Provided records:

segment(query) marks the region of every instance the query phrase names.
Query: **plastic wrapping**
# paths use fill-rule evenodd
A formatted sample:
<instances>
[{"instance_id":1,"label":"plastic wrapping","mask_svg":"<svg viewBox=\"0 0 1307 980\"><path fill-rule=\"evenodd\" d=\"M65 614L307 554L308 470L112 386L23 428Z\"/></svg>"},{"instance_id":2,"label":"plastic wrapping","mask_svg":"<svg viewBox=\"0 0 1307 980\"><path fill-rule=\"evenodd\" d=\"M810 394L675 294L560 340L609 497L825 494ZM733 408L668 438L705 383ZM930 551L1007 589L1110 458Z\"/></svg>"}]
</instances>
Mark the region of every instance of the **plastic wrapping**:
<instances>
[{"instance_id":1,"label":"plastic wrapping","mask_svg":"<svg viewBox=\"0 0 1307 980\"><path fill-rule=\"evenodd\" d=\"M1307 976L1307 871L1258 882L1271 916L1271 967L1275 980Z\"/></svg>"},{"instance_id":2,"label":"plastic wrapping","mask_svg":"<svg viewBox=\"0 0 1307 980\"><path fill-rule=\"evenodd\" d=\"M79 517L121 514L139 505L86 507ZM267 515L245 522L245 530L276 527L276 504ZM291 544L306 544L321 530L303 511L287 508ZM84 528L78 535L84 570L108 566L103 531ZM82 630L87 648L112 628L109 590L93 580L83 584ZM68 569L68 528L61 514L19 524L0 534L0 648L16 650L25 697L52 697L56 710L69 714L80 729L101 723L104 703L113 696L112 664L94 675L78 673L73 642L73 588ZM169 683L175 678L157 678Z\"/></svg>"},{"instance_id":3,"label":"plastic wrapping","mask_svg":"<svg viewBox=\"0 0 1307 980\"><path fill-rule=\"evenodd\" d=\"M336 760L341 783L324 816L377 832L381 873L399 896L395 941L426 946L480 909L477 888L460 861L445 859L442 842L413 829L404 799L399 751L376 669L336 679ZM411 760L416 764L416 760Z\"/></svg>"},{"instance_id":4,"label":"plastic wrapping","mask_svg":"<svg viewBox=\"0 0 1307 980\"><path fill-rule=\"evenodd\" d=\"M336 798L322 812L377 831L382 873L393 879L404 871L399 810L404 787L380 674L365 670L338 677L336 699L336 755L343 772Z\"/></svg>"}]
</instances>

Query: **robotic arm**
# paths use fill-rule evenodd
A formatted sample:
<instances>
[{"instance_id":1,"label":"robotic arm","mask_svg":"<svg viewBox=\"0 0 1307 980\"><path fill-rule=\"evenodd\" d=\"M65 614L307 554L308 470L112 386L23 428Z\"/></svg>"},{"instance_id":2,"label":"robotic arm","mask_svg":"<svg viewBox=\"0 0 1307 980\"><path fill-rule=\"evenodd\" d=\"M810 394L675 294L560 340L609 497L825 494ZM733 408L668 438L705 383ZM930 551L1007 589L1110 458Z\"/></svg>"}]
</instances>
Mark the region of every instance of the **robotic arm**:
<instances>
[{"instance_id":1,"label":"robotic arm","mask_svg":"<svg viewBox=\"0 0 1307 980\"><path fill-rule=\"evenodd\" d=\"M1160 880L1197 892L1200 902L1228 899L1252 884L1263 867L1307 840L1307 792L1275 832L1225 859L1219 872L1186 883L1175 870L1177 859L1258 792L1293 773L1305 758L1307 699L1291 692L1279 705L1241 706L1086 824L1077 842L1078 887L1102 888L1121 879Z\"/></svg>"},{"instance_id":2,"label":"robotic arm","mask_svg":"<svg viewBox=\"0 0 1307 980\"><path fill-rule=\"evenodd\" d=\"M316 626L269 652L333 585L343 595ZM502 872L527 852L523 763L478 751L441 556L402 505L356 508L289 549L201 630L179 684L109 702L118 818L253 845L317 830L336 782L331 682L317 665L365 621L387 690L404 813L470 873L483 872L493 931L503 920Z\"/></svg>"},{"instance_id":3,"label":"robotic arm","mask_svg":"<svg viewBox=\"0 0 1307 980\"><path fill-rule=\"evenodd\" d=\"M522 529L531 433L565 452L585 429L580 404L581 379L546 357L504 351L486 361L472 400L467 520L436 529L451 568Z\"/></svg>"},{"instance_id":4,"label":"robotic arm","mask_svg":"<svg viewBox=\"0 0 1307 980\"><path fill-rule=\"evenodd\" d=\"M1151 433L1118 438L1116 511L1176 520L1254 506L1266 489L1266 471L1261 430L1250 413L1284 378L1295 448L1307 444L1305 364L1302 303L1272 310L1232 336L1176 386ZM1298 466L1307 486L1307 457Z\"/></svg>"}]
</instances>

Directions: The answer should contain every line of the data, unchanged.

Task output:
segment(query) marks the region of every instance the query phrase names.
Query: **plastic wrapping**
# paths use fill-rule evenodd
A formatted sample:
<instances>
[{"instance_id":1,"label":"plastic wrapping","mask_svg":"<svg viewBox=\"0 0 1307 980\"><path fill-rule=\"evenodd\" d=\"M65 614L307 554L308 470L112 386L23 428Z\"/></svg>"},{"instance_id":2,"label":"plastic wrapping","mask_svg":"<svg viewBox=\"0 0 1307 980\"><path fill-rule=\"evenodd\" d=\"M810 394L675 294L560 340L609 497L825 494ZM733 408L668 438L705 383ZM930 551L1007 589L1110 458Z\"/></svg>"}]
</instances>
Mark the region of every instance of the **plastic wrapping**:
<instances>
[{"instance_id":1,"label":"plastic wrapping","mask_svg":"<svg viewBox=\"0 0 1307 980\"><path fill-rule=\"evenodd\" d=\"M1307 976L1307 871L1258 882L1271 916L1271 967L1275 980Z\"/></svg>"},{"instance_id":2,"label":"plastic wrapping","mask_svg":"<svg viewBox=\"0 0 1307 980\"><path fill-rule=\"evenodd\" d=\"M79 517L121 514L139 505L86 507ZM267 515L245 522L245 530L276 527L276 504ZM291 544L306 544L321 530L303 511L287 508ZM84 528L78 535L84 570L108 566L103 531ZM82 630L87 648L112 628L109 590L93 580L83 584ZM68 569L68 528L61 514L19 524L0 534L0 648L16 650L25 697L52 697L56 710L69 714L80 729L101 723L104 703L113 696L112 664L94 675L78 673L73 642L73 588ZM169 683L175 678L157 678Z\"/></svg>"},{"instance_id":3,"label":"plastic wrapping","mask_svg":"<svg viewBox=\"0 0 1307 980\"><path fill-rule=\"evenodd\" d=\"M336 760L341 783L324 816L377 832L381 873L399 896L395 941L426 946L480 909L477 888L460 861L445 859L442 842L413 829L404 799L399 751L376 669L336 679ZM411 760L416 764L416 760Z\"/></svg>"},{"instance_id":4,"label":"plastic wrapping","mask_svg":"<svg viewBox=\"0 0 1307 980\"><path fill-rule=\"evenodd\" d=\"M336 798L322 812L377 831L382 873L393 879L404 871L399 810L404 787L380 674L365 670L338 677L336 699L336 755L343 772Z\"/></svg>"}]
</instances>

Query: **robotic arm**
# paths use fill-rule evenodd
A formatted sample:
<instances>
[{"instance_id":1,"label":"robotic arm","mask_svg":"<svg viewBox=\"0 0 1307 980\"><path fill-rule=\"evenodd\" d=\"M65 614L307 554L308 470L112 386L23 428Z\"/></svg>"},{"instance_id":2,"label":"robotic arm","mask_svg":"<svg viewBox=\"0 0 1307 980\"><path fill-rule=\"evenodd\" d=\"M810 394L675 294L560 340L609 497L825 494ZM733 408L668 438L705 383ZM930 551L1007 589L1110 458Z\"/></svg>"}]
</instances>
Mark the region of every instance of the **robotic arm**:
<instances>
[{"instance_id":1,"label":"robotic arm","mask_svg":"<svg viewBox=\"0 0 1307 980\"><path fill-rule=\"evenodd\" d=\"M1160 880L1197 892L1200 902L1228 899L1252 884L1263 867L1307 840L1307 792L1275 832L1225 859L1219 872L1186 883L1175 870L1177 859L1258 792L1293 773L1305 758L1307 699L1291 692L1279 705L1241 706L1086 824L1077 842L1078 887L1102 888L1121 879Z\"/></svg>"},{"instance_id":2,"label":"robotic arm","mask_svg":"<svg viewBox=\"0 0 1307 980\"><path fill-rule=\"evenodd\" d=\"M316 626L269 652L333 585L343 595ZM502 872L527 852L523 763L478 751L441 556L402 505L356 508L289 549L201 630L179 684L109 702L118 818L253 845L317 830L336 782L331 682L317 665L365 621L387 690L404 813L470 873L483 872L493 931L503 920Z\"/></svg>"},{"instance_id":3,"label":"robotic arm","mask_svg":"<svg viewBox=\"0 0 1307 980\"><path fill-rule=\"evenodd\" d=\"M522 529L531 433L565 452L585 429L580 404L581 379L546 357L504 351L486 361L472 400L467 520L436 529L451 568Z\"/></svg>"},{"instance_id":4,"label":"robotic arm","mask_svg":"<svg viewBox=\"0 0 1307 980\"><path fill-rule=\"evenodd\" d=\"M1151 433L1118 438L1116 511L1176 520L1254 506L1266 489L1266 471L1261 430L1250 413L1284 378L1295 448L1307 444L1305 364L1302 303L1272 310L1232 336L1176 386ZM1298 466L1307 486L1307 457Z\"/></svg>"}]
</instances>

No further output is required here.